§ **INPUT FOR THIS TASK**:

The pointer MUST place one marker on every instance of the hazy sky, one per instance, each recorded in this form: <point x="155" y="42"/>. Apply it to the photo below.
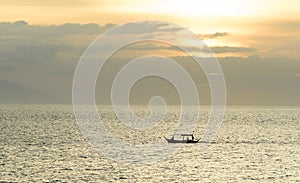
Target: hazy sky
<point x="257" y="42"/>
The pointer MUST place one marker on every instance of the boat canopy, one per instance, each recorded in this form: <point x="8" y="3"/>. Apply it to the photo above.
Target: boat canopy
<point x="184" y="135"/>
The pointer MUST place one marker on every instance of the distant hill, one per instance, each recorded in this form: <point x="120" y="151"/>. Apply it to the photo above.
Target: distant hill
<point x="12" y="93"/>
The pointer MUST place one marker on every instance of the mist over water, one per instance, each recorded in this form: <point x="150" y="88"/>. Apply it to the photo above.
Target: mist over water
<point x="44" y="143"/>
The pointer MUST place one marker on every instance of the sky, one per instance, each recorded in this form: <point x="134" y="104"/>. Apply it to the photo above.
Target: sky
<point x="256" y="42"/>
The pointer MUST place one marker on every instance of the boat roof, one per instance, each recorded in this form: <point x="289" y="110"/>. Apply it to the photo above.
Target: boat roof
<point x="186" y="134"/>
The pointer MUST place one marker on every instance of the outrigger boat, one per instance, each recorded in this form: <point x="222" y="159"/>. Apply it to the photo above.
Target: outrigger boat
<point x="185" y="139"/>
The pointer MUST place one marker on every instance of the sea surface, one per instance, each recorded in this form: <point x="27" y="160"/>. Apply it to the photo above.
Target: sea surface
<point x="43" y="143"/>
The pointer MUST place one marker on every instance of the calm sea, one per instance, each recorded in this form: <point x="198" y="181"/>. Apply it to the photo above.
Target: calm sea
<point x="43" y="143"/>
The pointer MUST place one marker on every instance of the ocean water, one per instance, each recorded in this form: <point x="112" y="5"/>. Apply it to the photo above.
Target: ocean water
<point x="43" y="143"/>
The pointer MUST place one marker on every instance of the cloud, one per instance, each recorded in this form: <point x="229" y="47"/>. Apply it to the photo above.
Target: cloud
<point x="45" y="57"/>
<point x="213" y="36"/>
<point x="50" y="3"/>
<point x="230" y="49"/>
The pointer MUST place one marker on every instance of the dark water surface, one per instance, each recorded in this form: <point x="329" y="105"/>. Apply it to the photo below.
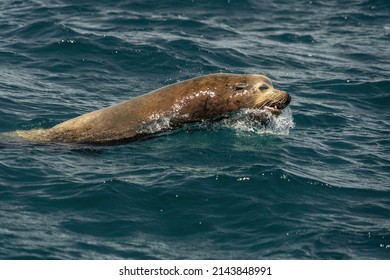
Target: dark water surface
<point x="313" y="186"/>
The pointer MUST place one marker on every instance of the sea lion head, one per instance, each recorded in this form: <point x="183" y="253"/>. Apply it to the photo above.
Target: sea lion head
<point x="259" y="93"/>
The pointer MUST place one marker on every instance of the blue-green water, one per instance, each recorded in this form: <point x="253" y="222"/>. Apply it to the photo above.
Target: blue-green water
<point x="317" y="188"/>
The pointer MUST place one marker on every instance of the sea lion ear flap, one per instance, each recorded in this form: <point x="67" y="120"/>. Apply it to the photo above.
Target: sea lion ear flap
<point x="240" y="86"/>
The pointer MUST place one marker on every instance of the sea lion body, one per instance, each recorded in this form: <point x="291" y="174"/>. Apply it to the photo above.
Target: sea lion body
<point x="204" y="98"/>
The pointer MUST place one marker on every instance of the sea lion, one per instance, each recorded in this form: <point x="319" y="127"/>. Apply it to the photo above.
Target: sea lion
<point x="203" y="98"/>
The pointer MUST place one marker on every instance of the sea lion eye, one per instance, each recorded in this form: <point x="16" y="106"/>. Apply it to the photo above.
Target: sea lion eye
<point x="263" y="87"/>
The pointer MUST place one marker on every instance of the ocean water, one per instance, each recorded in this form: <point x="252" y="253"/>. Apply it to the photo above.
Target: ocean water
<point x="313" y="185"/>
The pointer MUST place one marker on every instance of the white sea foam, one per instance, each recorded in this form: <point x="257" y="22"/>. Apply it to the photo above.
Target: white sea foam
<point x="247" y="120"/>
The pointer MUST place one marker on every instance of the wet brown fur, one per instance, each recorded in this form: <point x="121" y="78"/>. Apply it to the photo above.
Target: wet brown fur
<point x="203" y="98"/>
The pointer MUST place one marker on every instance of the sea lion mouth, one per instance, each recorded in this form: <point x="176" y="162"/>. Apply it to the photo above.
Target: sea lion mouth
<point x="277" y="107"/>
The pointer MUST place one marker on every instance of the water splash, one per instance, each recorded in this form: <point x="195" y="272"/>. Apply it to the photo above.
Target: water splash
<point x="246" y="120"/>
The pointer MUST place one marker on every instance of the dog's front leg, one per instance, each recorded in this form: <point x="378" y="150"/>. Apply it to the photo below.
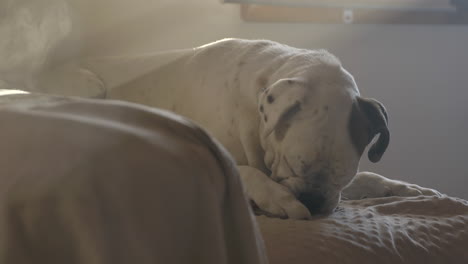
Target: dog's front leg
<point x="372" y="185"/>
<point x="271" y="197"/>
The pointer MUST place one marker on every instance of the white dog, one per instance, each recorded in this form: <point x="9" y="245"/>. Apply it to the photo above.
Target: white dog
<point x="292" y="118"/>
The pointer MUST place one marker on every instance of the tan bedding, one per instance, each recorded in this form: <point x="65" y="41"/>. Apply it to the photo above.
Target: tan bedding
<point x="424" y="229"/>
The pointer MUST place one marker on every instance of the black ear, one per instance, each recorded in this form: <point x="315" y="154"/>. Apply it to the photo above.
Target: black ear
<point x="377" y="116"/>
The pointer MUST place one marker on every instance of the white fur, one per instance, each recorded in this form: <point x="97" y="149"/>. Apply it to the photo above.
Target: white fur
<point x="372" y="185"/>
<point x="225" y="87"/>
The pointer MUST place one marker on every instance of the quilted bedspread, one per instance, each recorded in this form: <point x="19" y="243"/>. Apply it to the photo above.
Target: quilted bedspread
<point x="424" y="229"/>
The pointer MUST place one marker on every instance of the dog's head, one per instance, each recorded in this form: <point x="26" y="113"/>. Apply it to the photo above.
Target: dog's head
<point x="314" y="131"/>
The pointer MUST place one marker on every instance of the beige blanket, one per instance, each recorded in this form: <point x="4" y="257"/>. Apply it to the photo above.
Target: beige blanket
<point x="103" y="182"/>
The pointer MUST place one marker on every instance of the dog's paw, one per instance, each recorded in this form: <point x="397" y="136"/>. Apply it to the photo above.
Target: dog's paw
<point x="414" y="190"/>
<point x="279" y="202"/>
<point x="271" y="198"/>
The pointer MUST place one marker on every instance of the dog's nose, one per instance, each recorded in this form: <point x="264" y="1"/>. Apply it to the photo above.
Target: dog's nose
<point x="315" y="202"/>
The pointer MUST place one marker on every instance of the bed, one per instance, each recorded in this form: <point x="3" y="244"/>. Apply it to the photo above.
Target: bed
<point x="422" y="229"/>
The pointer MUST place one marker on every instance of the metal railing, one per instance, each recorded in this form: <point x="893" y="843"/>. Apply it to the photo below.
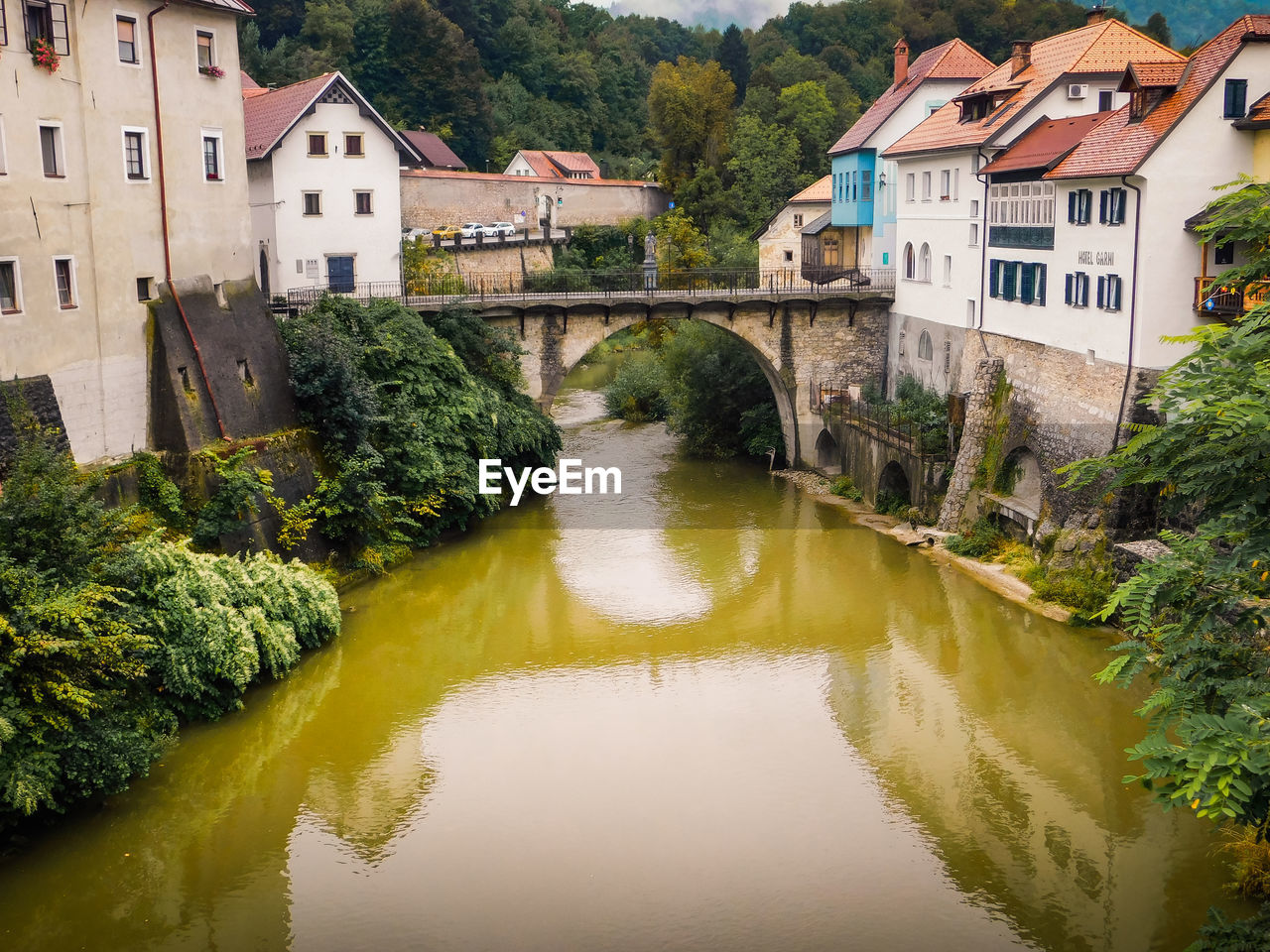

§ **TASK TO CARRY OUT**: Reproduce every one of the records above word for word, leaving out the pictures.

§ **ANSWER TO THIS PROBLEM**:
The pointer MUST place one marker on every instance of the hazy sky, one per instance, each recorded in this form: <point x="155" y="42"/>. Apply it to the photo below.
Target: hazy sky
<point x="257" y="42"/>
The pointer MUST place one marker on every instance of the boat canopy, one per instance, each recorded in this form: <point x="8" y="3"/>. Apply it to the photo above.
Target: boat canopy
<point x="184" y="135"/>
The pointer MUST place one marker on every instance of the distant hill, one per instance, each recorded in this form: <point x="120" y="151"/>. Apply it to the photo above.
Target: distant hill
<point x="12" y="93"/>
The pointer MUST place one marker on every instance of the mist over water, one per instance, each recorded in this form: <point x="150" y="88"/>. Apply it to the photo above.
Target: mist over water
<point x="44" y="143"/>
The pointer MUST place one marker on every instance of the sky, one per instance, each recorded in this form: <point x="134" y="104"/>. Apply it to the photo above.
Target: sky
<point x="256" y="42"/>
The pointer MUST place one marker on every instance of the boat roof, one per instance, each recorded in this form: <point x="289" y="110"/>. Apply it to the photo above.
Target: boat roof
<point x="186" y="134"/>
The pointer MUST place one marker on every instance of the outrigger boat, one per instance, each recorded in this form: <point x="222" y="159"/>. Apply it to the photo above.
Target: outrigger boat
<point x="185" y="139"/>
The pointer MUST place one marker on every instance of the sea surface, one per instance, each recorded in this form: <point x="27" y="160"/>. Apply it to the photo above.
Target: sea surface
<point x="43" y="143"/>
The pointer MUST place one marker on every instance of the calm sea, one per instance, each recorded in this form: <point x="198" y="181"/>. Apply it to the photo above.
Target: calm sea
<point x="43" y="143"/>
The pointer MUST place one marker on every instance of the ocean water, one per instance, each recorded in this form: <point x="112" y="5"/>. Apply it to the photo above.
Target: ocean water
<point x="43" y="143"/>
The pointer MUST place one marker on every instance of the cloud, one per instance, each recorded in this form: <point x="229" y="47"/>. Apply it to the photo above.
Target: cloud
<point x="45" y="57"/>
<point x="213" y="36"/>
<point x="50" y="3"/>
<point x="230" y="49"/>
The pointer MUST place one marker on every instance of the dark water surface, one per instance, each recorded in this form: <point x="329" y="105"/>. Apply it to the photo below.
Target: dark water surface
<point x="313" y="186"/>
The pointer MUST place one marker on every instance of the sea lion head, one per instance, each recorded in this form: <point x="183" y="253"/>. Apply it to the photo above.
Target: sea lion head
<point x="259" y="93"/>
The pointer MUST place one marker on every instance of the blue-green water, one per instance, each recorded in this form: <point x="253" y="222"/>. Apply it to the photo above.
Target: blue-green water
<point x="317" y="188"/>
The pointer MUST place one marker on every instance of the sea lion ear flap, one per instance, each recorded in this form: <point x="67" y="120"/>. Apply it to the photo above.
Target: sea lion ear flap
<point x="240" y="86"/>
The pointer MUST place one marker on every instance of the sea lion body, one per instance, each recorded in this form: <point x="291" y="174"/>. Apply it to the photo above.
Target: sea lion body
<point x="204" y="98"/>
The pointer MUST place one marker on every instance of the sea lion, one per instance, each recorded in this form: <point x="319" y="127"/>. Apply it to the photo above.
Target: sea lion
<point x="203" y="98"/>
The pointer MUST place one marker on every instance of the sea lion eye, one per instance, each recorded in this form: <point x="16" y="106"/>. Apply it to the photo above.
Target: sea lion eye
<point x="263" y="87"/>
The pointer MUST place one marker on every instance of the ocean water, one per instance, each recorded in this form: <point x="252" y="253"/>. Apply it to the photo above.
Target: ocean water
<point x="313" y="185"/>
The pointer MUST place one marker on every instance of the white sea foam, one per instance, each recorded in this form: <point x="257" y="22"/>. Apply it to the photo above.
Target: white sea foam
<point x="247" y="120"/>
The pointer MUST place one marker on every instance of the wet brown fur, one per instance, each recorded in this form: <point x="121" y="78"/>. Apply it to the photo above.
Target: wet brown fur
<point x="203" y="98"/>
The pointer MUST place one marker on every instance of the sea lion mouth, one per instance, each recorded in this form: <point x="176" y="162"/>. Apply it to the photo above.
Target: sea lion mouth
<point x="277" y="107"/>
The pointer MUST place one marker on every instance of the water splash, one per instance, each recorded in this form: <point x="195" y="272"/>. Apply it to the photo above.
Target: water splash
<point x="246" y="120"/>
The pointer MUST place one marker on every instance of the dog's front leg, one per instance, each recorded in this form: <point x="378" y="150"/>. Apply it to the photo below.
Target: dog's front leg
<point x="372" y="185"/>
<point x="271" y="197"/>
The pointer MUST place one marker on every instance of the white dog, one per instance, each recorded in this form: <point x="9" y="245"/>. Apply it to the photo above.
Target: white dog
<point x="292" y="118"/>
The pointer MUST place one marker on every instance of the tan bedding, one per instance, each recorded in this form: <point x="65" y="41"/>. Apply it to the photo above.
Target: tan bedding
<point x="424" y="229"/>
The pointer MUST place one marker on every instance of the black ear, one per instance, each recorded in this form: <point x="315" y="154"/>. Apply it to the photo above.
Target: black ear
<point x="377" y="116"/>
The pointer MUST place one marker on every instance of the white fur, one per instance, each recorded in this form: <point x="97" y="149"/>. Apply it to the photo above.
Target: white fur
<point x="372" y="185"/>
<point x="225" y="87"/>
The pointer MUST place one marker on every instance of the quilted bedspread, one per instance, each recorded in this form: <point x="19" y="243"/>. Apply it to the photo above.
Target: quilted bedspread
<point x="424" y="229"/>
The pointer MUST place one marker on every instance of the dog's head, one per instance, each recorded in this form: <point x="26" y="113"/>. Apply it to the photo above.
Target: dog's head
<point x="314" y="131"/>
The pointer MUST place one marker on every instance of the beige blanket, one per instance, each recorded in this form: <point x="4" y="257"/>. Apply it to the photo above.
Target: beige blanket
<point x="103" y="182"/>
The pointer MUST place one marker on every instance of the dog's paw, one per instance, each recorded in this form: <point x="397" y="136"/>. Apply it to the photo above.
Target: dog's paw
<point x="414" y="190"/>
<point x="279" y="202"/>
<point x="271" y="198"/>
The pointer MUST place one marker on every instance of the dog's nose, one per instance, each recorded in this form: <point x="264" y="1"/>. Apply it to the photo above.
Target: dog's nose
<point x="315" y="202"/>
The pointer MUST place one marker on every instance of the bed, one per instance, each recorded in this form: <point x="3" y="244"/>. Apply it to the photo above.
Target: bed
<point x="422" y="229"/>
The pointer MUST place one marker on every instance of the metal railing, one per instance, each recorded in this form: <point x="893" y="843"/>. Apply it to the photo below.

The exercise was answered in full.